▶ [The task]: Below is a set of records; restate each one word for word.

▶ [Given data]:

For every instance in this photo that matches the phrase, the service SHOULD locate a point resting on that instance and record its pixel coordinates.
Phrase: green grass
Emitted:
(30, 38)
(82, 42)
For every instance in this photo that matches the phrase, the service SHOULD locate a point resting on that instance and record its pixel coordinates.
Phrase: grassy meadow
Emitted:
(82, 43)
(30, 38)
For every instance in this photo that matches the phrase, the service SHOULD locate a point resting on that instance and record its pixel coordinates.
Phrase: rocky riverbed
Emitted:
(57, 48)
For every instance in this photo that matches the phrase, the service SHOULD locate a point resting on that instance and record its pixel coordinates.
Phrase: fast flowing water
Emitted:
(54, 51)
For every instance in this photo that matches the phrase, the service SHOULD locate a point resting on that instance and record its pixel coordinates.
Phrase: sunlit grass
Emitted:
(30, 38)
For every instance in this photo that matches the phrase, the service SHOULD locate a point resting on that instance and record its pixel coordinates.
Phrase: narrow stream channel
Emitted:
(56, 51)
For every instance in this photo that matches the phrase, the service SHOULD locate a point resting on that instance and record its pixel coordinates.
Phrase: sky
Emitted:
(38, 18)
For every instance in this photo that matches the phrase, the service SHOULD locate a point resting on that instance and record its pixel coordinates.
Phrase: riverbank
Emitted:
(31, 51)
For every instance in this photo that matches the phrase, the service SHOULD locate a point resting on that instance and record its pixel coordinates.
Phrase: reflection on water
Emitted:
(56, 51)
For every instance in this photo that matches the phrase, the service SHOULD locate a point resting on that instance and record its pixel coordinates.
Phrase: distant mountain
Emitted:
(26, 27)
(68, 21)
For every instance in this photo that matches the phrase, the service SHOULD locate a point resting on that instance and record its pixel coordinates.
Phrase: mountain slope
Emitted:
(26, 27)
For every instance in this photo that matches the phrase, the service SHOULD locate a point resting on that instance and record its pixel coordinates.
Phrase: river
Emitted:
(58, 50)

▶ [Task response]:
For every instance in this photo that matches the phrase, the service SHOULD locate a point resting on that instance and record its pixel coordinates.
Phrase: green grass
Emitted:
(30, 38)
(82, 42)
For every instance in this photo that matches the phrase, the service SHOULD locate a point resting on that instance and record its pixel coordinates.
Phrase: grassy meadow
Emitted:
(82, 43)
(30, 38)
For every instance in this photo that matches the phrase, the service SHOULD locate a point resting on that instance and record its pixel coordinates.
Phrase: rocky riverbed
Emitted:
(57, 48)
For every instance in this photo that matches the phrase, the service SHOULD locate a point resting on that instance and record its pixel coordinates.
Phrase: fast flowing water
Emitted:
(54, 51)
For every instance in this photo that matches the phrase, the service SHOULD locate a point resting on that instance and record its pixel coordinates.
Phrase: sunlit grass
Emitted:
(30, 38)
For every instance in this photo that matches the phrase, the service SHOULD locate a point resting on that instance and record its pixel coordinates.
Phrase: narrow stream channel
Emitted:
(56, 51)
For every instance in this photo that matches the phrase, the service SHOULD locate a point resting on that instance and record its pixel coordinates.
Phrase: sky
Emitted:
(38, 18)
For every instance in this photo that matches the phrase, the service SHOULD locate a point resting on that instance and record its pixel coordinates.
Phrase: riverbank
Emitted:
(31, 51)
For every instance in this photo that matches the phrase, the service SHOULD locate a point resting on that instance and record its pixel coordinates.
Phrase: reflection on water
Emitted:
(56, 51)
For every instance in this photo that matches the phrase, the service SHOULD locate a point resting on that instance and record its pixel coordinates.
Phrase: distant mountain
Emitted:
(26, 27)
(68, 21)
For every instance in this photo that matches the phrase, the service SHOULD locate a point resting on that instance and record its pixel coordinates.
Phrase: mountain slope
Emitted:
(26, 27)
For every instance in this photo that matches the phrase, the service SHOULD locate a point resting on that instance and record its pixel coordinates.
Phrase: river
Emitted:
(58, 50)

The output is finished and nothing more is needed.